* [READING PASSAGE]:
# Revo inshore vs. stradic FJ



## Vbfishin (Dec 11, 2012)

Hey y'all I was just wonder what reel do y'all think will be pretty for catching specks?


----------



## stripperonmypole (Oct 24, 2009)

Vbfishin said:


> Hey y'all I was just wonder what reel do y'all think will be pretty for catching specks?


they're both "pretty", but i would go with the fj. i think it's easier to throw lighter lures with a spinning setup. plus it's cheaper than the new inshore, which is ridiculously expensive.


----------



## AbuMike (Sep 3, 2007)

Many many love the Stradic, I have never had good luck with them. That new Revo Inshore is a fine feeling reel..


----------



## AbuMike (Sep 3, 2007)

stripperonmypole said:


> they're both "pretty", but i would go with the fj. i think it's easier to throw lighter lures with a spinning setup. plus it's cheaper than the new inshore, which is ridiculously expensive.


there is a Revo Inshore spinning reel out now...

* [RECORDED INFORMATION]:
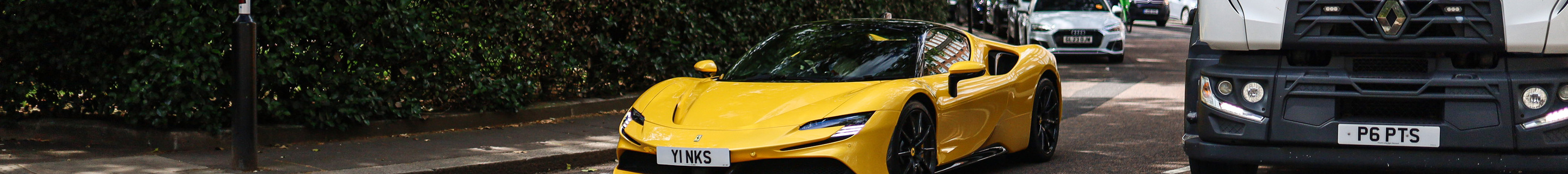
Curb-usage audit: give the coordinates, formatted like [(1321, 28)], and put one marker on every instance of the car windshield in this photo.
[(831, 52), (1071, 5)]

* [DIRECTIVE]:
Reproduce the entire forum thread above comparing the Revo Inshore and Stradic FJ reels, word for word and with nothing left out.

* [RESULT FOR THIS EXERCISE]:
# Revo inshore vs. stradic FJ



## Vbfishin (Dec 11, 2012)

Hey y'all I was just wonder what reel do y'all think will be pretty for catching specks?


----------



## stripperonmypole (Oct 24, 2009)

Vbfishin said:


> Hey y'all I was just wonder what reel do y'all think will be pretty for catching specks?


they're both "pretty", but i would go with the fj. i think it's easier to throw lighter lures with a spinning setup. plus it's cheaper than the new inshore, which is ridiculously expensive.


----------



## AbuMike (Sep 3, 2007)

Many many love the Stradic, I have never had good luck with them. That new Revo Inshore is a fine feeling reel..


----------



## AbuMike (Sep 3, 2007)

stripperonmypole said:


> they're both "pretty", but i would go with the fj. i think it's easier to throw lighter lures with a spinning setup. plus it's cheaper than the new inshore, which is ridiculously expensive.


there is a Revo Inshore spinning reel out now...